**YOUR GOAL**
Reproduce word for word the part of the records below that opens with the line containing "of the white" and closes with the line containing "x=561 y=243", both of those lines included.

**PROVIDED RECORDS**
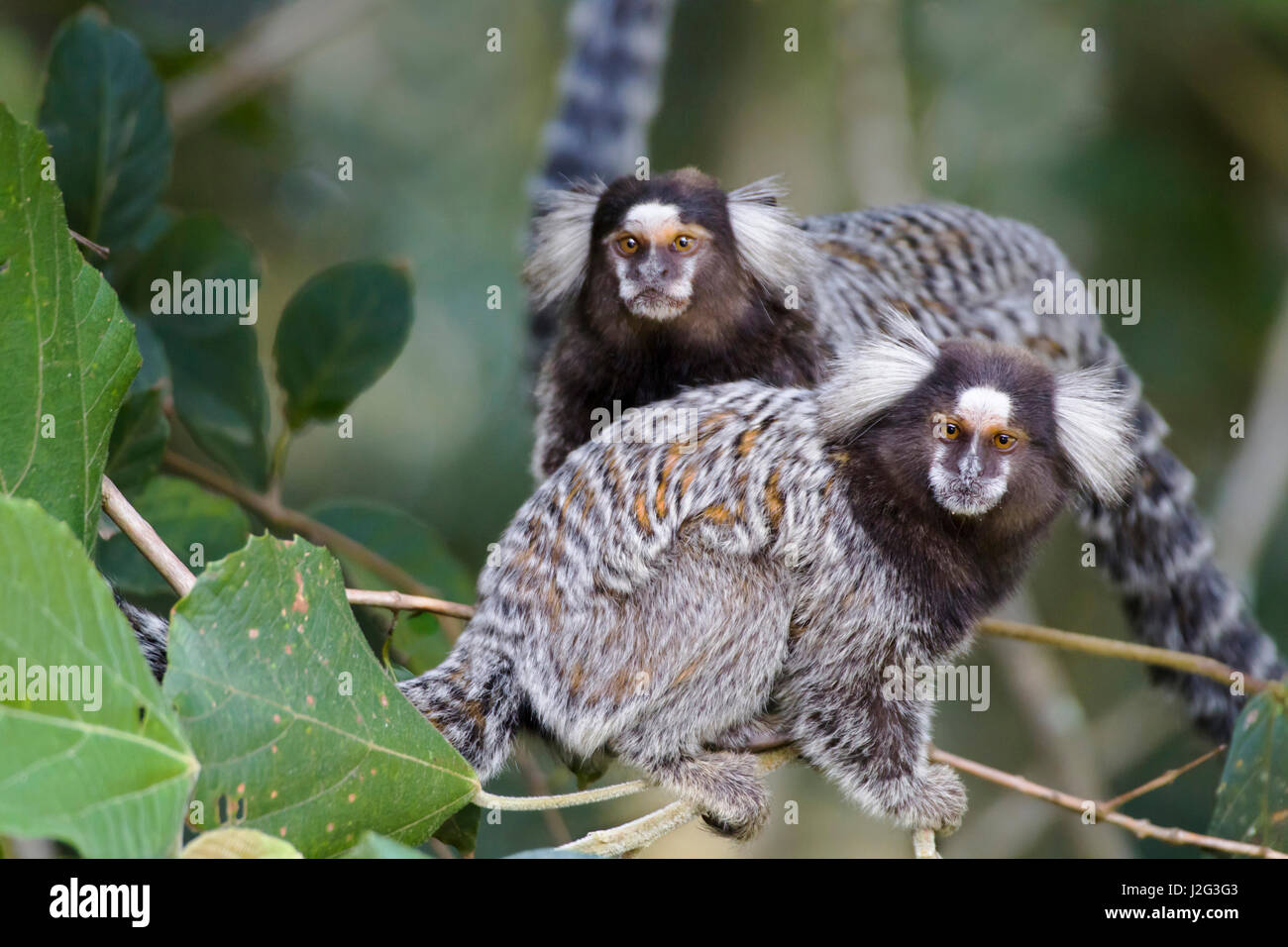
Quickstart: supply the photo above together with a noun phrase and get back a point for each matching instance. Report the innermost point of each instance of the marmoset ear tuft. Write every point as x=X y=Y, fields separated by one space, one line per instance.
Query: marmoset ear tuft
x=874 y=375
x=561 y=241
x=1095 y=428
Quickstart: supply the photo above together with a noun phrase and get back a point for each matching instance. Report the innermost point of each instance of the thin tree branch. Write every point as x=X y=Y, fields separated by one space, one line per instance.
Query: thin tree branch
x=181 y=579
x=539 y=785
x=147 y=540
x=1107 y=647
x=89 y=244
x=485 y=800
x=261 y=55
x=1158 y=781
x=284 y=518
x=1138 y=827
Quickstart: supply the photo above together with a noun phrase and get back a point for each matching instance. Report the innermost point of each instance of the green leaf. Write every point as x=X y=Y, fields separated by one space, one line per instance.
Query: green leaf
x=67 y=351
x=373 y=845
x=197 y=248
x=156 y=367
x=340 y=333
x=239 y=843
x=420 y=552
x=220 y=397
x=299 y=732
x=462 y=830
x=550 y=853
x=138 y=441
x=1252 y=797
x=112 y=781
x=218 y=385
x=181 y=513
x=107 y=125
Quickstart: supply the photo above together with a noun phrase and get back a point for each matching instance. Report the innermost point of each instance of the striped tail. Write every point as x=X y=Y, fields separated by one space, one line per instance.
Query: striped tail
x=608 y=93
x=472 y=699
x=151 y=631
x=1159 y=557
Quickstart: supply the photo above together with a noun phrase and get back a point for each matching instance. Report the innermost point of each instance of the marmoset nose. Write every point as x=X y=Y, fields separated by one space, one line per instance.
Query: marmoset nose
x=655 y=268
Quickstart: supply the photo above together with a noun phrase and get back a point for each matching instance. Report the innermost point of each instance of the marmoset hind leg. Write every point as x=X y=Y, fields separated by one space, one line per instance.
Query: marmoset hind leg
x=674 y=668
x=875 y=749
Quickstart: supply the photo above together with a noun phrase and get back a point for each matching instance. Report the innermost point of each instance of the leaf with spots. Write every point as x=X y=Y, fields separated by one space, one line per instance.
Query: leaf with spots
x=415 y=548
x=239 y=843
x=299 y=732
x=108 y=771
x=67 y=351
x=1252 y=797
x=339 y=333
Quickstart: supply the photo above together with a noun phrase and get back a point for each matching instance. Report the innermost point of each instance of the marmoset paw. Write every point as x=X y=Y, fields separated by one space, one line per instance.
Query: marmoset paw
x=939 y=801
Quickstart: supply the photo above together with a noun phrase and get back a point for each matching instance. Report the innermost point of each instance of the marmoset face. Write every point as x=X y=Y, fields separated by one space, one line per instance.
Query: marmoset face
x=656 y=256
x=975 y=445
x=979 y=434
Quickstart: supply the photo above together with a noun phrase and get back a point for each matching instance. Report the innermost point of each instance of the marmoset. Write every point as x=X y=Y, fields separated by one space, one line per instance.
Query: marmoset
x=658 y=594
x=666 y=283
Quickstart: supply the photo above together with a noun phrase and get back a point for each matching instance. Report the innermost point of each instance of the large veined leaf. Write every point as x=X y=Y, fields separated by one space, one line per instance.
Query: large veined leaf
x=196 y=525
x=299 y=732
x=108 y=771
x=1252 y=797
x=67 y=351
x=107 y=125
x=138 y=441
x=339 y=333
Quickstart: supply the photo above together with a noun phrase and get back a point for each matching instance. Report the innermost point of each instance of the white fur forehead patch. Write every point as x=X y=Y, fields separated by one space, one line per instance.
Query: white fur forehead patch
x=874 y=375
x=651 y=217
x=983 y=406
x=561 y=243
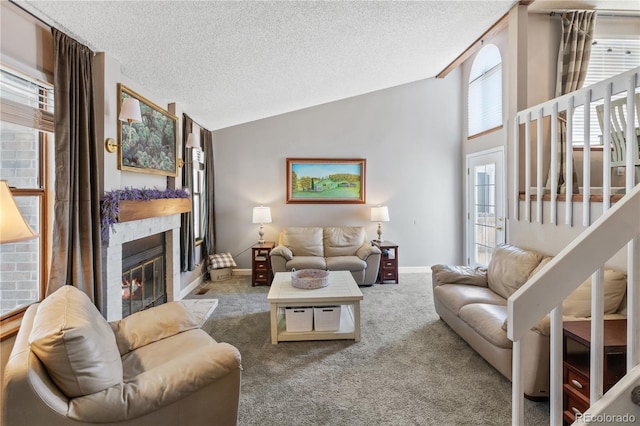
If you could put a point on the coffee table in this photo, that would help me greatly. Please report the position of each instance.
(342, 290)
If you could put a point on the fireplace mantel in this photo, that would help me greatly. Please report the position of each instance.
(144, 209)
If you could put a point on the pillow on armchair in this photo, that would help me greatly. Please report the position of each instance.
(75, 343)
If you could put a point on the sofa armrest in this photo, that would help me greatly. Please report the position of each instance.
(151, 325)
(160, 386)
(367, 250)
(282, 251)
(451, 274)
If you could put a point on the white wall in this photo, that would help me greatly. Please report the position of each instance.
(410, 136)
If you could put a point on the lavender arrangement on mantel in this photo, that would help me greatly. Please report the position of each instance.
(110, 208)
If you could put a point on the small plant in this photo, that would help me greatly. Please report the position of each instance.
(110, 208)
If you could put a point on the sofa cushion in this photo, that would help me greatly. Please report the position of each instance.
(343, 240)
(75, 343)
(367, 250)
(455, 296)
(150, 325)
(345, 263)
(578, 303)
(283, 251)
(486, 320)
(509, 268)
(448, 274)
(306, 262)
(303, 241)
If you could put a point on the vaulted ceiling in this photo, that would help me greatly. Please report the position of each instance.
(230, 62)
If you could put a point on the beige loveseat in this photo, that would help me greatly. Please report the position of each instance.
(156, 367)
(333, 248)
(473, 302)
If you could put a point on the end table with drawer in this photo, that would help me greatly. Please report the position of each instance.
(261, 264)
(388, 261)
(576, 371)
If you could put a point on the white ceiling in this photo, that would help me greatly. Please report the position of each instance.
(228, 63)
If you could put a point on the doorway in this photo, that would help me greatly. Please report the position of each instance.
(485, 203)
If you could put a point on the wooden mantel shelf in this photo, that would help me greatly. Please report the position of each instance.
(139, 209)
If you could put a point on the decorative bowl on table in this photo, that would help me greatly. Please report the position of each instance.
(309, 278)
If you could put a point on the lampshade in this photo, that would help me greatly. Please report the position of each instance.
(13, 227)
(130, 111)
(379, 214)
(191, 140)
(261, 215)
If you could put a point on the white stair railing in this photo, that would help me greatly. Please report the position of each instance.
(531, 149)
(544, 294)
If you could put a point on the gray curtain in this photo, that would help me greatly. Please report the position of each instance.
(573, 61)
(76, 233)
(209, 216)
(187, 237)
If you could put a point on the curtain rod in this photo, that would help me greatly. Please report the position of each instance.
(601, 14)
(31, 14)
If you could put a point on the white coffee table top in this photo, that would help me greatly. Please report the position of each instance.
(342, 288)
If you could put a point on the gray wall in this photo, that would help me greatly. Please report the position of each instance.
(410, 136)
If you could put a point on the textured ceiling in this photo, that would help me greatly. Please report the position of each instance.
(228, 62)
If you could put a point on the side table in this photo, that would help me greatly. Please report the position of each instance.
(388, 261)
(575, 369)
(261, 264)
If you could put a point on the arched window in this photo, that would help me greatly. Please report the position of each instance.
(485, 91)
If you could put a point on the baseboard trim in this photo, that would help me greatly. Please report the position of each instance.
(192, 286)
(414, 269)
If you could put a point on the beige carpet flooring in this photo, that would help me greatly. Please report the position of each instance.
(409, 368)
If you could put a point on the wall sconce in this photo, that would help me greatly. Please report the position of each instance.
(261, 215)
(13, 227)
(190, 145)
(129, 112)
(379, 214)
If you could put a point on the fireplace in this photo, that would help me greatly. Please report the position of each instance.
(157, 256)
(143, 274)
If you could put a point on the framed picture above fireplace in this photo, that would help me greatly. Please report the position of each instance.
(326, 180)
(149, 146)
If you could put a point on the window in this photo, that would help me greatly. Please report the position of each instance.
(198, 194)
(26, 130)
(485, 91)
(609, 57)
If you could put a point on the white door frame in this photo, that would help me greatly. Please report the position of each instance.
(501, 201)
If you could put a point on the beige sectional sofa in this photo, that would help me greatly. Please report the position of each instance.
(69, 366)
(333, 248)
(473, 302)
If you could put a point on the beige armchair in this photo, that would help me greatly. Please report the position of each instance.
(69, 366)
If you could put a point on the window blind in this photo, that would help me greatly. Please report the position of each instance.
(609, 57)
(26, 102)
(485, 101)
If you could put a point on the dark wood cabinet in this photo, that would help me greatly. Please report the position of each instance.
(388, 270)
(261, 264)
(576, 343)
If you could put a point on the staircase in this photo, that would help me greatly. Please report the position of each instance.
(618, 227)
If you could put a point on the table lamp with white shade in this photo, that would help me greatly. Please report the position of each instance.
(261, 215)
(379, 214)
(13, 227)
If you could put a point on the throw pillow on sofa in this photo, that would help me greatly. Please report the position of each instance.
(509, 268)
(453, 274)
(578, 303)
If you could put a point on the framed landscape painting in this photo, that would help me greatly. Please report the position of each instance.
(326, 180)
(150, 146)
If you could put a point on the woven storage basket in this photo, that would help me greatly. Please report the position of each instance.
(309, 278)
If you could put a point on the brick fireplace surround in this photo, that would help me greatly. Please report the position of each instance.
(112, 257)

**THE SOLUTION**
Quickstart: supply the photo above together with a noun phrase and get back a point for each matching instance. Report the innermost point of each instance of the white fur forehead patch. Write every point as x=X y=Y, fields separated by one space, one line per instance.
Query: white fur forehead patch
x=874 y=375
x=651 y=217
x=983 y=406
x=561 y=243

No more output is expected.